WORK ORDER: In the text on travel blogs below, copy everything from "Let IT be your" down to "We'll be back.", switching "guide" to "compass".

DOCUMENT SEGMENT:
-- Opening Marker --
Wired Wanderlust: Top Travel Blogs

The days of recording your travels in a worn leather journal in a sidewalk café on the streets of Amsterdam are not obsolete; it's just that you'll likely be typing away on your MacBook instead. As cyber cafés continue to sprout up all over the world, travel blogs have become a staple for keeping in touch with those stranded at home, posting a picture of that Seattle coffee shop's frothy cappuccino, and recording the name of the oh-so-cute bed-and-breakfast in the Blue Ridge Mountains.

Let IT be your guide to a few travel blogs that have caught our collective eye by being inspirational, informative, or just too interesting to ignore. And keep your eyes peeled for future Wired Wanderlust updates. We'll be back.

A Taste of Europe: Tammy and David, a thirty-something wanderlusting couple sold their house and decided to spend a year in Europe "slow traveling"—spending two to three months in each country. Tammy writes, "As a last fling by ourselves, the conversation began as an idea to go to Europe for a two-week vacation. Where to go? England? Ireland? Italy? …The idea turned from spending two weeks in Europe to six months to possibly a year." This extensive travelogue is filled with beautiful photographs, local history, and personal experiences. By the end of each posting, you will begin to wonder why you are still sitting at your desk.
-- Closing Marker --
ENTRIES SHOWN:
-- Opening Marker --
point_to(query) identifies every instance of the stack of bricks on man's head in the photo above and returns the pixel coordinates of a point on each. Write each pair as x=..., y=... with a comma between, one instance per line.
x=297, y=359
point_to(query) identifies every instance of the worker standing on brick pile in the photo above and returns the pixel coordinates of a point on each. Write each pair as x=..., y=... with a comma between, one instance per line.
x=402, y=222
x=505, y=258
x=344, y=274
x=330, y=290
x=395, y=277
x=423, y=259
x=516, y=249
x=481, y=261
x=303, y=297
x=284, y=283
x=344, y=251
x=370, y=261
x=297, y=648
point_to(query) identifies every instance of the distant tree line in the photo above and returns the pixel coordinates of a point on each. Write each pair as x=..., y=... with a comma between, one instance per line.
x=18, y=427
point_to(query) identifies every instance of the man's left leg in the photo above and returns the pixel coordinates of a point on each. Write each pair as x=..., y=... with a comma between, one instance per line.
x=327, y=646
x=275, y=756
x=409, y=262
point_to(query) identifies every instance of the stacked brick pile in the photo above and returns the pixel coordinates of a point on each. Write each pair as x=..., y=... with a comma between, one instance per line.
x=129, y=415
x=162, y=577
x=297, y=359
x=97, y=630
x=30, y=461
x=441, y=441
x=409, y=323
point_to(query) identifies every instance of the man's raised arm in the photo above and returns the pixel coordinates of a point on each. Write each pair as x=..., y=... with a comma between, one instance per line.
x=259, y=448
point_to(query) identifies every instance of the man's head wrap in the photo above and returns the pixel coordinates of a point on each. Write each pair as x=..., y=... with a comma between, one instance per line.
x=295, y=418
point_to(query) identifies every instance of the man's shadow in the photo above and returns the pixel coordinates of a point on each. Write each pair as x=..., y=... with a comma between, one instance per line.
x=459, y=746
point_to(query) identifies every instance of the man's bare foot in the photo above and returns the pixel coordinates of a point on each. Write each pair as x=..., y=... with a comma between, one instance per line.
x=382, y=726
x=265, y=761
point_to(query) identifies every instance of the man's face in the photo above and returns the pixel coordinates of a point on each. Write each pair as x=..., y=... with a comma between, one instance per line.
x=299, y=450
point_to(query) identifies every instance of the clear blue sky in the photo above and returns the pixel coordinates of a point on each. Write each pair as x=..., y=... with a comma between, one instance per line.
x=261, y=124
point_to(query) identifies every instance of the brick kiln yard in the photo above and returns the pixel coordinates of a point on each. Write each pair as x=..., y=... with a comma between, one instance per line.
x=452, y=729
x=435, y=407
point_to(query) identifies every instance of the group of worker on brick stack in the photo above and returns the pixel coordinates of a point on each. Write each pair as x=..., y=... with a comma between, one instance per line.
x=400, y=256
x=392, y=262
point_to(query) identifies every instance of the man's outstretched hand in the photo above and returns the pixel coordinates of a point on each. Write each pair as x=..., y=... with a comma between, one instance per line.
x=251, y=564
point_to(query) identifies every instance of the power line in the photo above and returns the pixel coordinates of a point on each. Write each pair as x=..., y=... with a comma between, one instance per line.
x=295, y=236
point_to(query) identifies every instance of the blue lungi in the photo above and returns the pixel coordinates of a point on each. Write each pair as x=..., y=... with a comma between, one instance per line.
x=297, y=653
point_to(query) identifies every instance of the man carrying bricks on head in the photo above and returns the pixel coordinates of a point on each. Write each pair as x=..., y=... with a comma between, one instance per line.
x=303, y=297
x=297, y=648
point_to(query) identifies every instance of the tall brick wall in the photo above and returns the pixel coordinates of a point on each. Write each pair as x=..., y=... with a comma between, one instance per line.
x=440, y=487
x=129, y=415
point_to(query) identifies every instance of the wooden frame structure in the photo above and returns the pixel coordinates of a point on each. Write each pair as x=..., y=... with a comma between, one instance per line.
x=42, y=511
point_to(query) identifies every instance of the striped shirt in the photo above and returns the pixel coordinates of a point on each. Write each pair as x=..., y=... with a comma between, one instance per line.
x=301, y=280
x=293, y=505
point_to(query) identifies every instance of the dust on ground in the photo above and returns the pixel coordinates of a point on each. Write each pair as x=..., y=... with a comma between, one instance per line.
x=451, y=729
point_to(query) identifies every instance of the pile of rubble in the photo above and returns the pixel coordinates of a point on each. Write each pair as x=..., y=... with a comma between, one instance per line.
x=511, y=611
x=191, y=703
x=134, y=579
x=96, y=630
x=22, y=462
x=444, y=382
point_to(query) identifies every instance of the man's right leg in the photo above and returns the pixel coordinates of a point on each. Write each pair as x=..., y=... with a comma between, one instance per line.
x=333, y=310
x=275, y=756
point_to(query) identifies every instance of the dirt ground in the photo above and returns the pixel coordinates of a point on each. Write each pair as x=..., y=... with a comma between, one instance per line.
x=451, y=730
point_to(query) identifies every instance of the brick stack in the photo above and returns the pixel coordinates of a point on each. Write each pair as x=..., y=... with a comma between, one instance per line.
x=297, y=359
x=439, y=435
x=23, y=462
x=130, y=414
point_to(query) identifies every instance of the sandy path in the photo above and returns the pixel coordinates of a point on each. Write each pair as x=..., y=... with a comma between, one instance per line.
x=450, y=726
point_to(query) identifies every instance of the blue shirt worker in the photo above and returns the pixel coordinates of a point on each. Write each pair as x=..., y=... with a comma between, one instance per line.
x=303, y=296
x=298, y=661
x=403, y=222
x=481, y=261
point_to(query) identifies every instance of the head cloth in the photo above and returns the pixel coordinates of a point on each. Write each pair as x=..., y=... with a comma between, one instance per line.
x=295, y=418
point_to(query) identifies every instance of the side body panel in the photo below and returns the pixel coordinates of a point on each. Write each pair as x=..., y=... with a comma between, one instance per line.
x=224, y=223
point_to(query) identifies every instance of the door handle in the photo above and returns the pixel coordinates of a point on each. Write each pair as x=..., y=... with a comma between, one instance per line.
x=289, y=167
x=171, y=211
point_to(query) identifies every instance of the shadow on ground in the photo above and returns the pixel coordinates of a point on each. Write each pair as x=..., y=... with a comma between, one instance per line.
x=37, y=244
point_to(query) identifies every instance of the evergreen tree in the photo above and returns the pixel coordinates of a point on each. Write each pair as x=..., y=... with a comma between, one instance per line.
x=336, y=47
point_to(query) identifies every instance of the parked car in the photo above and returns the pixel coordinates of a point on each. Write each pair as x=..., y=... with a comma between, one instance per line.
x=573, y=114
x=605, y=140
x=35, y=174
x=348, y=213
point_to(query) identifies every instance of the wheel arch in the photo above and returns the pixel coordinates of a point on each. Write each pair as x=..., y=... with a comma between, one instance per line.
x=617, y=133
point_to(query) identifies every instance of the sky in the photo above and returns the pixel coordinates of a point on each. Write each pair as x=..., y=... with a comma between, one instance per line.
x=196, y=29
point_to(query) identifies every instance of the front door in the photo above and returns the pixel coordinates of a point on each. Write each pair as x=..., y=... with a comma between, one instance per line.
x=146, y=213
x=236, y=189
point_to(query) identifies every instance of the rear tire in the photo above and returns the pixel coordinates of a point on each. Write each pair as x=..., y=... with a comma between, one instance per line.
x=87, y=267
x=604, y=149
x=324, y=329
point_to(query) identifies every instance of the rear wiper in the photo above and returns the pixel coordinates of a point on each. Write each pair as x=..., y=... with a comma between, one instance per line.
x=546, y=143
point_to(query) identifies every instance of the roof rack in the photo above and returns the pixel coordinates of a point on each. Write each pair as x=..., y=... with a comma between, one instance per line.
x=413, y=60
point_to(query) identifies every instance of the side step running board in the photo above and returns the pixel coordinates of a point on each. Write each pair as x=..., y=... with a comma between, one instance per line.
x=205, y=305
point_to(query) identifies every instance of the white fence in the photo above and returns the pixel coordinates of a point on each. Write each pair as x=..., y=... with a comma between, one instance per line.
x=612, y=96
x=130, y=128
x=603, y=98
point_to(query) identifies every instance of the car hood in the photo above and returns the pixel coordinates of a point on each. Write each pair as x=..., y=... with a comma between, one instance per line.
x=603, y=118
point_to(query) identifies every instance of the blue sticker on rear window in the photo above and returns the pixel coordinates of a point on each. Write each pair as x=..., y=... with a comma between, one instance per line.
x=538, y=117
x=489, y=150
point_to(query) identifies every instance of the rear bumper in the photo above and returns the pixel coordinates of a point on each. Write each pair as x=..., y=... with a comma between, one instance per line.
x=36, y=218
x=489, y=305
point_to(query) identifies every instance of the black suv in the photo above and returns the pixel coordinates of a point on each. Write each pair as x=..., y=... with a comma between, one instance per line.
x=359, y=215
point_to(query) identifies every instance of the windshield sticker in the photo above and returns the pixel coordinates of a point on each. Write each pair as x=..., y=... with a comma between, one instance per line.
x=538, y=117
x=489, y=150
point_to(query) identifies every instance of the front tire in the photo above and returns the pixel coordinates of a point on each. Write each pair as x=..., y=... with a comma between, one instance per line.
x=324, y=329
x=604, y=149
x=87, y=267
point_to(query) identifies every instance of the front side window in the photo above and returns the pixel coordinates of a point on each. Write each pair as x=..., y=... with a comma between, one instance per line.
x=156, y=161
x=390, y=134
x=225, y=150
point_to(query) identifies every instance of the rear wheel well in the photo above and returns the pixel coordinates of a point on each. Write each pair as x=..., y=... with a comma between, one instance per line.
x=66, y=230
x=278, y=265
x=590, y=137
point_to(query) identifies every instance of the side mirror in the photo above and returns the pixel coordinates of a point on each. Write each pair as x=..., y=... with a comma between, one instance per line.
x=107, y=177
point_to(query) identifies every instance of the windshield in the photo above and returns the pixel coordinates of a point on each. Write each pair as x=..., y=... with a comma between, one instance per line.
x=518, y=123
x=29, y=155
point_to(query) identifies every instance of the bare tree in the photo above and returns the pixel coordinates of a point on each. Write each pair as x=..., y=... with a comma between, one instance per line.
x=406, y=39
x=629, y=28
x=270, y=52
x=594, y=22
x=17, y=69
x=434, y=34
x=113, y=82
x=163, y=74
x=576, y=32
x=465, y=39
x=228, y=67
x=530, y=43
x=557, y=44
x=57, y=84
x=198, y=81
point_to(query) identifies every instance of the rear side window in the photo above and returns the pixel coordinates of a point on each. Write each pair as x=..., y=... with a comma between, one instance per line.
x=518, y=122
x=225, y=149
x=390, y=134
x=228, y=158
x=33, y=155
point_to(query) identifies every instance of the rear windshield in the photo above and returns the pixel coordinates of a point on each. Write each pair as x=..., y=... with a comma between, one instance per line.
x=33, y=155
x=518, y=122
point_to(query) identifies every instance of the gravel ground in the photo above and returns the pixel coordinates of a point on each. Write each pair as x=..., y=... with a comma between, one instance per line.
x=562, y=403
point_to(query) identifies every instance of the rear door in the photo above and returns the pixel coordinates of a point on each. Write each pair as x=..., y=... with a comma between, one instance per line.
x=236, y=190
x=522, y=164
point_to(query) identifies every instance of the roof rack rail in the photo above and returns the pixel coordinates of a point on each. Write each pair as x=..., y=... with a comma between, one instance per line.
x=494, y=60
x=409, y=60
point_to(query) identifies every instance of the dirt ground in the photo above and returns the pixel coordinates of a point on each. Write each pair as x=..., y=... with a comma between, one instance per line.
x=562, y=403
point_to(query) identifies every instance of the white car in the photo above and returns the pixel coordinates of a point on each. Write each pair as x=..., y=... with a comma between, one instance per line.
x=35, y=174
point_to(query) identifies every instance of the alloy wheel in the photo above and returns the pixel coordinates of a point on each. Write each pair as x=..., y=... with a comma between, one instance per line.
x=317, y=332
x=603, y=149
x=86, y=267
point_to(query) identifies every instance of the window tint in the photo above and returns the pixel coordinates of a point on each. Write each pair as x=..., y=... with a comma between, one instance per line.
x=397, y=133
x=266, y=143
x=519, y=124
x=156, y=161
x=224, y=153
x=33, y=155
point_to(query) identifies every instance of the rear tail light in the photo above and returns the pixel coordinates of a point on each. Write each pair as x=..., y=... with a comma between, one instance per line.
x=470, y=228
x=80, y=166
-- Closing Marker --
PROBLEM SOLUTION:
Let IT be your compass to a few travel blogs that have caught our collective eye by being inspirational, informative, or just too interesting to ignore. And keep your eyes peeled for future Wired Wanderlust updates. We'll be back.